◆ WORK REQUIRED: The answer is every record that follows, printed exactly.

[Extracted data entries]
+--
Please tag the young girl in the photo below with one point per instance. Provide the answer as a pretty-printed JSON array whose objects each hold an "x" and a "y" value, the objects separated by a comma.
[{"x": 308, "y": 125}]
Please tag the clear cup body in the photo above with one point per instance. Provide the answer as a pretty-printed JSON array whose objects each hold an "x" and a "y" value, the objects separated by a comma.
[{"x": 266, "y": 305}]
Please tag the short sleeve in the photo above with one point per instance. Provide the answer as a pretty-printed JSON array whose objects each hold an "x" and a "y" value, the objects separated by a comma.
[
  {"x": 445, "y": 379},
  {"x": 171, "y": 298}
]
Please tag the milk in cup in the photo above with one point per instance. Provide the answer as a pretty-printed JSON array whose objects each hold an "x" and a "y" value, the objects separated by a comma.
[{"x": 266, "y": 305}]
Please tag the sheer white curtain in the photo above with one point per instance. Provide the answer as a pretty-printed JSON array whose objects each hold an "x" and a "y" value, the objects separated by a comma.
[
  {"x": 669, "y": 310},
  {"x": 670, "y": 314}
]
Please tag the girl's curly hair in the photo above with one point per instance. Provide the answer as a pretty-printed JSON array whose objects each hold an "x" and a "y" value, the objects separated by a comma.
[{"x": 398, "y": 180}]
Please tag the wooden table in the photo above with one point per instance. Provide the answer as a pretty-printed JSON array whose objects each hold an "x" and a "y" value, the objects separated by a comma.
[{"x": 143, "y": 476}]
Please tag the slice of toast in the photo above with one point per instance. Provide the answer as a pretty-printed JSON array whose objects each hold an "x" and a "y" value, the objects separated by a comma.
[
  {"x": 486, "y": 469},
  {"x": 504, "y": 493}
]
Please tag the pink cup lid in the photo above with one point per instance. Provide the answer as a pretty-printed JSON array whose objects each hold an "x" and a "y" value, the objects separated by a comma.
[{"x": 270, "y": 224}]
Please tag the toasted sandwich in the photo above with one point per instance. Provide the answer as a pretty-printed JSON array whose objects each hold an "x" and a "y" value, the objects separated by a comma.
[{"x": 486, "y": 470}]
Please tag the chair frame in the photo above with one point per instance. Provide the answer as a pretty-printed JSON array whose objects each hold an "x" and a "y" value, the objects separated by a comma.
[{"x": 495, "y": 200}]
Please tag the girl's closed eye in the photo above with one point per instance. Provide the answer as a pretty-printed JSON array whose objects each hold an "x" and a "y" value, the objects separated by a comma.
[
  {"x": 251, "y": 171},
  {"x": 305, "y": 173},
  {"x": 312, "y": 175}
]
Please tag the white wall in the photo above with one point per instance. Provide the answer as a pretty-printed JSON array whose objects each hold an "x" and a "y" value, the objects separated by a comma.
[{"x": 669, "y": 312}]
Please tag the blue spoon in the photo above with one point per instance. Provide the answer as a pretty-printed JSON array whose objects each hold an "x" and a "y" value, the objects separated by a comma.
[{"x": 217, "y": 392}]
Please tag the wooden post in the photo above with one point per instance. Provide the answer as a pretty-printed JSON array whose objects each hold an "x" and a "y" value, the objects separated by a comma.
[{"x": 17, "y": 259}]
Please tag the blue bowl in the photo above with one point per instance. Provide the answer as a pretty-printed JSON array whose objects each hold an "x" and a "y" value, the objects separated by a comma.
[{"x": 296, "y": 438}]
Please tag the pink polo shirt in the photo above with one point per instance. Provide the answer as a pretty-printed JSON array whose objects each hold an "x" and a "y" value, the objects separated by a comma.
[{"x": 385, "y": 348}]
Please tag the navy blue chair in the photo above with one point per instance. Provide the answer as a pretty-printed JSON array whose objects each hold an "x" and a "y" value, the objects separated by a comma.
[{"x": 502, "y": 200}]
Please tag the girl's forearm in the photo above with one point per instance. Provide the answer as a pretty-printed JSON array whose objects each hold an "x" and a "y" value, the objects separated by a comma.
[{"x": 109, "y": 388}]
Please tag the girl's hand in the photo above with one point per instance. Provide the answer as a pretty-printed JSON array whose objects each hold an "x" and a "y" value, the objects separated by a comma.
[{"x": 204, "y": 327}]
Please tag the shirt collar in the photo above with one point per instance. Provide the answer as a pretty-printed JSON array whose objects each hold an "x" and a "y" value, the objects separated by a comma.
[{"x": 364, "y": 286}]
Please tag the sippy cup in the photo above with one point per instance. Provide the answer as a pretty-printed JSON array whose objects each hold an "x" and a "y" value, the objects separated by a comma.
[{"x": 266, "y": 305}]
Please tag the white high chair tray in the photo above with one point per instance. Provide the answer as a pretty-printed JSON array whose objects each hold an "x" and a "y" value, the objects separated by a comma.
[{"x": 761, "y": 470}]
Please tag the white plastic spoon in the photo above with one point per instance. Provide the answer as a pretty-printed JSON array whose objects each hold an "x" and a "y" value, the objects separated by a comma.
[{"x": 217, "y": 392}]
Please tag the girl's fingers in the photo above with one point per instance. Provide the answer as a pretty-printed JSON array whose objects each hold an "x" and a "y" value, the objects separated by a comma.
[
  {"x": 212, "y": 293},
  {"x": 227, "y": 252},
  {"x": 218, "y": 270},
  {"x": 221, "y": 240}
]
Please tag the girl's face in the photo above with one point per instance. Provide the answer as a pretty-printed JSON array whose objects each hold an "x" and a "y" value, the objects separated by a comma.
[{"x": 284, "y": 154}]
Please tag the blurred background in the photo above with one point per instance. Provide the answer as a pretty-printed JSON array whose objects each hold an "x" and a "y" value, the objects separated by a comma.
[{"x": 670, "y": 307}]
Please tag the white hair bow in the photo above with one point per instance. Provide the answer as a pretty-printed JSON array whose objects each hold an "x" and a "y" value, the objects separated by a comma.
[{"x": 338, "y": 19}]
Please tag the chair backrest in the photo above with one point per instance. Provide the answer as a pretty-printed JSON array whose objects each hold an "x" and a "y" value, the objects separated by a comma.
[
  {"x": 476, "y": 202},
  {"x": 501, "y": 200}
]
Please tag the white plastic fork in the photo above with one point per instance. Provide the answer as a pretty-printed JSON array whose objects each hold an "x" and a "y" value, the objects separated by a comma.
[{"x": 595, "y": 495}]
+--
◆ WRITTEN RESPONSE:
Please tag the young girl in the photo below with one point per instance. Provide the answer as a pretty-printed JSON array whose objects each hold an "x" and a "y" value, the objects separated by a comma.
[{"x": 308, "y": 125}]
Please tag the clear cup body in the photo above with one point per instance. Provide the answer as a pretty-printed JSON array whose objects each hold an "x" and a "y" value, the objects separated by a comma.
[{"x": 266, "y": 305}]
Please tag the short sleeve in the photo above with one point per instance. Provide the answer as a pretty-printed JSON array whose objects each hold an "x" and a "y" value, the objects separated by a comma.
[
  {"x": 445, "y": 379},
  {"x": 171, "y": 298}
]
Please tag the milk in cup in the photo above with one point per instance. Provide the answer as a pretty-printed JSON array whose objects each hold an "x" and a "y" value, the objects separated by a comma.
[{"x": 266, "y": 305}]
Please tag the sheer white curtain in the photo above with one point per instance. Provide the answer as a pretty-printed JSON array whose objects each hold an "x" and a "y" value, the objects separated by a comma.
[
  {"x": 669, "y": 310},
  {"x": 670, "y": 314}
]
Please tag the girl's curly hair in the photo above with one point per instance. Provide the answer as a pretty-printed JSON array whose objects each hold an "x" and a "y" value, the objects separated by a comma.
[{"x": 398, "y": 180}]
Please tag the wooden table in the photo above with one point per instance. Provide the answer as a pretty-printed JSON array whose objects each hold an "x" and a "y" value, the objects separated by a comma.
[{"x": 143, "y": 476}]
Please tag the slice of toast in the photo above with one point per instance. Provide the answer as a pretty-printed JSON array whose objects each hold an "x" and a "y" value, the objects separated by a comma.
[
  {"x": 486, "y": 469},
  {"x": 504, "y": 493}
]
Please tag the pink cup lid in the photo above with one point per instance. Provide the answer as a pretty-printed JSON array whose objects each hold an "x" and a "y" value, the objects separated by a comma.
[{"x": 270, "y": 224}]
Please tag the toasted sandwich in the photo above with one point per instance. Provide the answer as a pretty-printed JSON array whose objects each hold an "x" and a "y" value, the objects separated by a comma.
[{"x": 486, "y": 470}]
Please tag the chair frame in the photo above with one point per instance. Provide the answer as a pretty-printed JSON array whose objects each hold an "x" and a "y" value, the objects separated by a comma.
[{"x": 495, "y": 200}]
Please tag the girl's closed eye in the photo above with one point per instance. Provide the answer as a pretty-printed JSON array whose objects each hold an "x" and a "y" value, the objects separated by a comma.
[
  {"x": 251, "y": 171},
  {"x": 305, "y": 173},
  {"x": 312, "y": 175}
]
Please tag the white wall in the photo above with one point per instance. Provide the answer as a pretty-printed JSON array whose objects each hold an "x" and a "y" value, the objects separated by a comma.
[{"x": 669, "y": 312}]
Please tag the blue spoon in the photo above with one point per instance. Provide the answer as a pretty-printed JSON array whose objects each hold an "x" and a "y" value, the objects separated by a comma.
[{"x": 217, "y": 392}]
Please tag the wooden post in the photo above with one point per instance. Provide the answer as a pretty-printed JSON array whose objects each hold an "x" and a "y" value, the objects separated by a comma.
[{"x": 17, "y": 259}]
Please tag the blue bowl in the photo above with one point per instance. Provide the answer as a pretty-printed JSON array whose objects each hold an "x" and a "y" value, the objects separated by a comma.
[{"x": 296, "y": 438}]
Please tag the pink polo shirt in the photo above with one point per instance. Provide the answer as a pretty-printed JSON array whose objects each hold an "x" and a "y" value, the objects separated by a comma.
[{"x": 385, "y": 348}]
Please tag the navy blue chair in the photo above with one point per instance. Provide the answer as a pretty-printed JSON array whose objects each hold an "x" and a "y" value, the objects separated by a comma.
[{"x": 502, "y": 200}]
Please tag the girl's forearm in the photo above with one point per instance. Provide the answer as a pretty-printed JSON array whose objects each hold an "x" and a "y" value, the objects separated by a comma.
[{"x": 109, "y": 388}]
Please tag the girl's hand in the photo above with one point per instance. Provide the answer as a pretty-printed JSON array whose objects each hold an "x" and a "y" value, the objects separated by a comma.
[{"x": 204, "y": 327}]
Please tag the shirt collar in the photo above with one point per instance. Provide the answer as a pretty-printed JSON array whose objects each hold an "x" and a "y" value, the objects separated by a comma.
[{"x": 364, "y": 286}]
Please tag the sippy cup in the photo above with one point per instance. Provide the answer as a pretty-printed JSON array whose objects each hold an "x" and a "y" value, the objects separated by a comma.
[{"x": 266, "y": 305}]
Please tag the white high chair tray in the photo above with one point per instance. Provide the answer as a pretty-printed JSON array whose objects each hold an "x" and a "y" value, the objects separated by a comma.
[{"x": 761, "y": 470}]
Please tag the white plastic spoon in the photo above with one point per instance. Provide the answer as a pretty-printed JSON array whose objects each hold an "x" and a "y" value, the objects separated by a comma.
[{"x": 217, "y": 392}]
Please tag the girl's fingers in the photo above with one point per instance. Provide the answer as a pretty-printed JSON array whose objects each hold an "x" and a "y" value, the objects separated by a comma.
[
  {"x": 212, "y": 293},
  {"x": 227, "y": 252},
  {"x": 218, "y": 270},
  {"x": 221, "y": 240}
]
Please tag the girl's face in the photo above with one point per instance. Provide the answer as a pretty-printed JSON array whose objects each hold an "x" and a "y" value, the objects separated by a comma.
[{"x": 284, "y": 154}]
Please tag the blurred background in the photo above with one point per instance. Provide the answer as a pretty-printed JSON array whose objects each hold an "x" and a "y" value, the objects separated by a comma.
[{"x": 670, "y": 307}]
Please tag the white hair bow in the photo above with one point per instance. Provide the answer as a pretty-printed JSON array whose objects each hold an "x" and a "y" value, the objects separated by a comma.
[{"x": 338, "y": 19}]
Please tag the chair backrest in the photo above with one point per instance. Provide the answer as a pretty-printed JSON array whose objects each hold an "x" and a "y" value, the objects separated by a comma.
[
  {"x": 476, "y": 202},
  {"x": 501, "y": 200}
]
Please tag the white plastic fork in the photo above with one point per instance. Provide the answer as a pretty-printed JSON array whose objects each hold an "x" and a "y" value, the objects separated by a comma.
[{"x": 595, "y": 495}]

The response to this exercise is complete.